What is being asked
Rewrite every line of the entries below as a Markdown table with two columns, Index for the row number and Text for the line. Skip blank lines, and leave the pictures out of the answer.

Stored records

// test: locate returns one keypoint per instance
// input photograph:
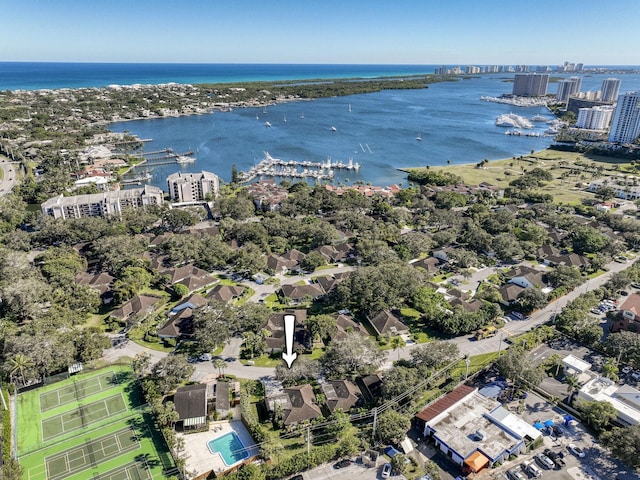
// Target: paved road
(465, 343)
(8, 180)
(476, 347)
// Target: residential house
(278, 264)
(628, 317)
(296, 294)
(301, 405)
(102, 282)
(275, 326)
(429, 264)
(526, 277)
(179, 324)
(346, 325)
(136, 308)
(341, 394)
(509, 293)
(443, 254)
(386, 323)
(624, 398)
(191, 404)
(267, 195)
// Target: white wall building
(625, 399)
(626, 119)
(595, 118)
(610, 90)
(192, 187)
(568, 86)
(102, 204)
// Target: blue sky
(323, 31)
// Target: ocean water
(42, 75)
(377, 130)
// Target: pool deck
(201, 460)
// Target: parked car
(342, 463)
(577, 451)
(514, 474)
(544, 461)
(531, 469)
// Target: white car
(577, 451)
(531, 469)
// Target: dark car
(342, 463)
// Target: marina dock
(275, 167)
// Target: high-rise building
(610, 89)
(530, 84)
(626, 119)
(102, 204)
(568, 87)
(192, 187)
(595, 118)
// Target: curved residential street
(465, 343)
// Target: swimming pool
(229, 447)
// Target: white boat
(513, 121)
(182, 159)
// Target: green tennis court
(130, 471)
(82, 416)
(77, 391)
(90, 453)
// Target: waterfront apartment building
(530, 84)
(193, 187)
(610, 90)
(102, 204)
(595, 118)
(568, 87)
(626, 119)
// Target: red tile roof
(443, 403)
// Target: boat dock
(275, 167)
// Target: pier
(275, 167)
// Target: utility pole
(375, 422)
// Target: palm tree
(220, 364)
(18, 364)
(396, 343)
(573, 385)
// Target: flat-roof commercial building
(102, 204)
(474, 431)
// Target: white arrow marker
(289, 326)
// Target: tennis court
(82, 416)
(91, 453)
(130, 471)
(77, 391)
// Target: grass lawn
(96, 444)
(572, 164)
(476, 363)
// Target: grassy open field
(91, 425)
(571, 172)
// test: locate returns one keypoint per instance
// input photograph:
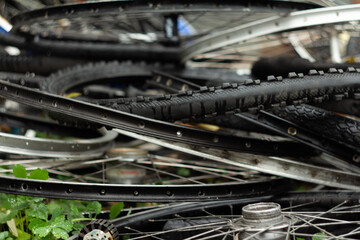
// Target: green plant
(26, 218)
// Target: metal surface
(299, 48)
(269, 25)
(262, 221)
(146, 126)
(140, 193)
(83, 148)
(345, 153)
(272, 165)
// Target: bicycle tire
(281, 66)
(101, 50)
(230, 98)
(38, 64)
(325, 123)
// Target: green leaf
(23, 235)
(37, 223)
(4, 217)
(319, 236)
(4, 235)
(60, 233)
(56, 212)
(42, 231)
(94, 207)
(19, 171)
(116, 209)
(37, 210)
(40, 174)
(74, 212)
(60, 222)
(185, 172)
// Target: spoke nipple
(292, 131)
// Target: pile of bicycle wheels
(227, 120)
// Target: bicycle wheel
(162, 24)
(305, 215)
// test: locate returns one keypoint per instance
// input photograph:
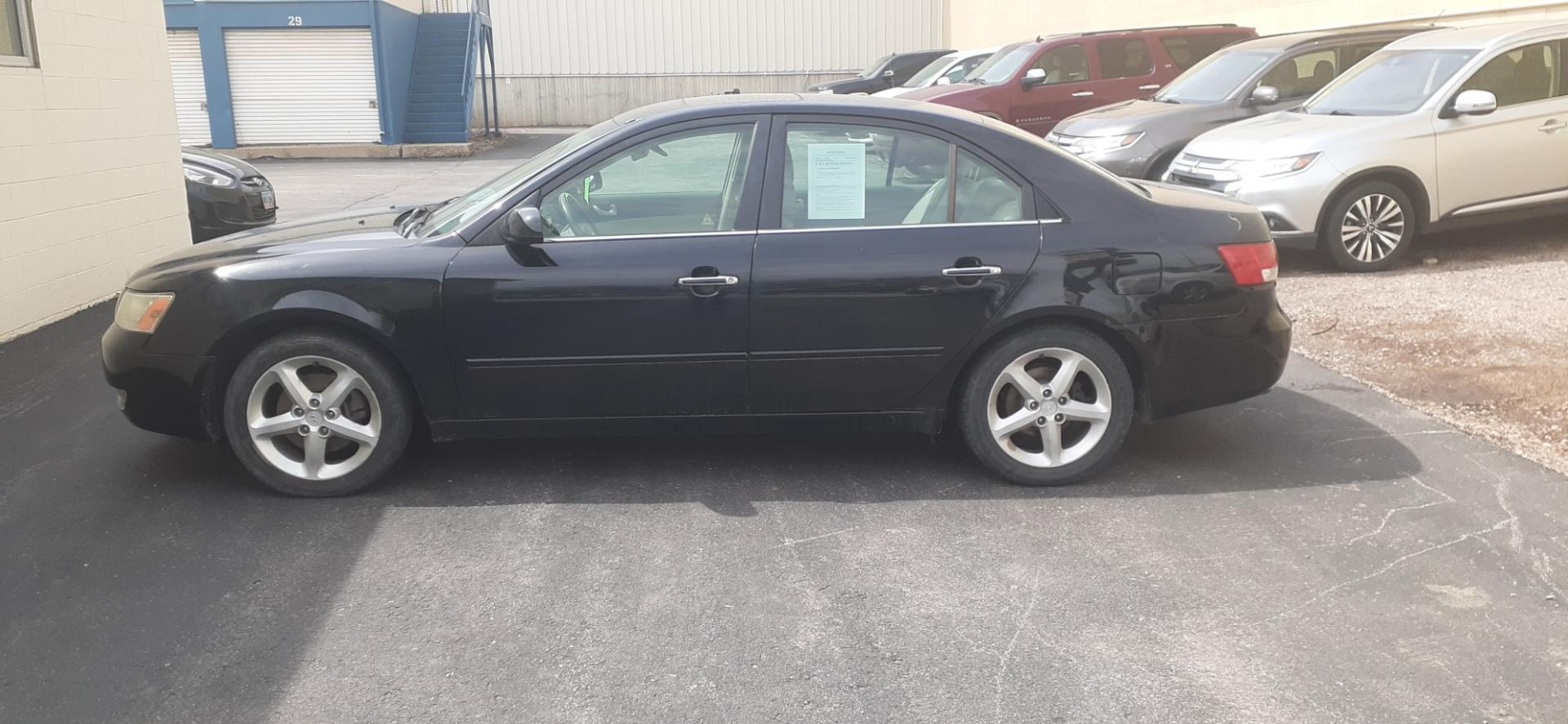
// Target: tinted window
(1125, 58)
(683, 182)
(1305, 74)
(1532, 73)
(844, 175)
(1186, 51)
(1215, 78)
(1063, 64)
(1390, 82)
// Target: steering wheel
(576, 215)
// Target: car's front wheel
(317, 414)
(1046, 406)
(1370, 228)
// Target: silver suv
(1138, 138)
(1437, 129)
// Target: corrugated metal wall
(579, 61)
(706, 37)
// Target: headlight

Written response
| Index | Text |
|---|---|
| 1 | // test: locate returns one keypoint per instance |
| 2 | // input photograph: |
| 3 | // Target: paved road |
| 4 | (465, 343) |
| 5 | (8, 180) |
| 6 | (476, 347) |
| 7 | // Target: residential house |
| 8 | (278, 264) |
| 9 | (628, 317) |
| 10 | (296, 294) |
| 11 | (301, 405) |
| 12 | (102, 282) |
| 13 | (275, 326) |
| 14 | (429, 264) |
| 15 | (526, 277) |
| 16 | (179, 324) |
| 17 | (346, 325) |
| 18 | (136, 308) |
| 19 | (341, 394) |
| 20 | (509, 293) |
| 21 | (443, 254) |
| 22 | (386, 323) |
| 23 | (624, 398) |
| 24 | (191, 404) |
| 25 | (267, 195) |
| 26 | // Target: white wall building |
| 27 | (625, 399) |
| 28 | (626, 119) |
| 29 | (595, 118) |
| 30 | (610, 90) |
| 31 | (192, 187) |
| 32 | (568, 86) |
| 33 | (102, 204) |
| 34 | // Target: blue sky |
| 35 | (323, 31) |
| 36 | // Target: ocean water |
| 37 | (42, 75) |
| 38 | (377, 130) |
| 39 | // Target: pool deck |
| 40 | (201, 460) |
| 41 | // Target: parked car |
| 42 | (342, 463) |
| 43 | (577, 451) |
| 44 | (514, 474) |
| 45 | (544, 461) |
| 46 | (531, 469) |
| 47 | // Target: white car |
| 48 | (577, 451) |
| 49 | (531, 469) |
| 50 | // Target: dark car |
| 51 | (342, 463) |
| 52 | // Target: marina dock |
| 53 | (275, 167) |
| 54 | // Target: high-rise building |
| 55 | (610, 89) |
| 56 | (530, 84) |
| 57 | (626, 119) |
| 58 | (102, 204) |
| 59 | (568, 87) |
| 60 | (192, 187) |
| 61 | (595, 118) |
| 62 | // Target: curved residential street |
| 63 | (465, 343) |
| 64 | // Target: swimming pool |
| 65 | (229, 447) |
| 66 | // Target: white boat |
| 67 | (513, 121) |
| 68 | (182, 159) |
| 69 | // Target: green tennis court |
| 70 | (130, 471) |
| 71 | (82, 416) |
| 72 | (77, 391) |
| 73 | (90, 453) |
| 74 | // Target: waterfront apartment building |
| 75 | (530, 84) |
| 76 | (193, 187) |
| 77 | (610, 90) |
| 78 | (102, 204) |
| 79 | (595, 118) |
| 80 | (568, 87) |
| 81 | (626, 119) |
| 82 | // Target: red tile roof |
| 83 | (443, 403) |
| 84 | // Target: boat dock |
| 85 | (275, 167) |
| 86 | // Target: pier |
| 87 | (275, 167) |
| 88 | // Target: utility pole |
| 89 | (375, 422) |
| 90 | // Target: palm tree |
| 91 | (220, 364) |
| 92 | (18, 364) |
| 93 | (396, 343) |
| 94 | (573, 385) |
| 95 | // Target: flat-roof commercial building |
| 96 | (102, 204) |
| 97 | (474, 431) |
| 98 | // Target: white arrow marker |
| 99 | (289, 326) |
| 100 | // Target: tennis court |
| 101 | (82, 416) |
| 102 | (91, 453) |
| 103 | (130, 471) |
| 104 | (77, 391) |
| 105 | // Target: grass lawn |
| 106 | (96, 444) |
| 107 | (572, 164) |
| 108 | (476, 363) |
| 109 | // Target: grassy open field |
| 110 | (91, 425) |
| 111 | (571, 172) |
| 112 | // test: locate returns one keypoint per instance |
| 113 | // input photograph: |
| 114 | // Target: green plant |
| 115 | (26, 218) |
| 116 | // Target: metal surface |
| 117 | (299, 48) |
| 118 | (269, 25) |
| 119 | (262, 221) |
| 120 | (146, 126) |
| 121 | (140, 193) |
| 122 | (83, 148) |
| 123 | (345, 153) |
| 124 | (272, 165) |
| 125 | // Target: bicycle tire |
| 126 | (281, 66) |
| 127 | (101, 50) |
| 128 | (230, 98) |
| 129 | (38, 64) |
| 130 | (325, 123) |
| 131 | // Target: green leaf |
| 132 | (23, 235) |
| 133 | (37, 223) |
| 134 | (4, 217) |
| 135 | (319, 236) |
| 136 | (4, 235) |
| 137 | (60, 233) |
| 138 | (56, 212) |
| 139 | (42, 231) |
| 140 | (94, 207) |
| 141 | (19, 171) |
| 142 | (116, 209) |
| 143 | (37, 210) |
| 144 | (40, 174) |
| 145 | (74, 212) |
| 146 | (60, 222) |
| 147 | (185, 172) |
| 148 | // Target: spoke nipple |
| 149 | (292, 131) |
| 150 | // Target: pile of bicycle wheels |
| 151 | (227, 120) |
| 152 | // Target: bicycle wheel |
| 153 | (162, 24) |
| 154 | (305, 215) |
| 155 | // test: locate returns one keypoint per instance |
| 156 | // input photograph: |
| 157 | // Target: tinted window |
| 158 | (1125, 58) |
| 159 | (683, 182) |
| 160 | (1305, 74) |
| 161 | (1532, 73) |
| 162 | (844, 175) |
| 163 | (1186, 51) |
| 164 | (1215, 78) |
| 165 | (1063, 64) |
| 166 | (1390, 82) |
| 167 | // Target: steering wheel |
| 168 | (576, 215) |
| 169 | // Target: car's front wheel |
| 170 | (317, 414) |
| 171 | (1046, 406) |
| 172 | (1370, 228) |
| 173 | // Target: silver suv |
| 174 | (1138, 138) |
| 175 | (1437, 129) |
| 176 | // Target: corrugated metal wall |
| 177 | (579, 61) |
| 178 | (706, 37) |
| 179 | // Target: headlight |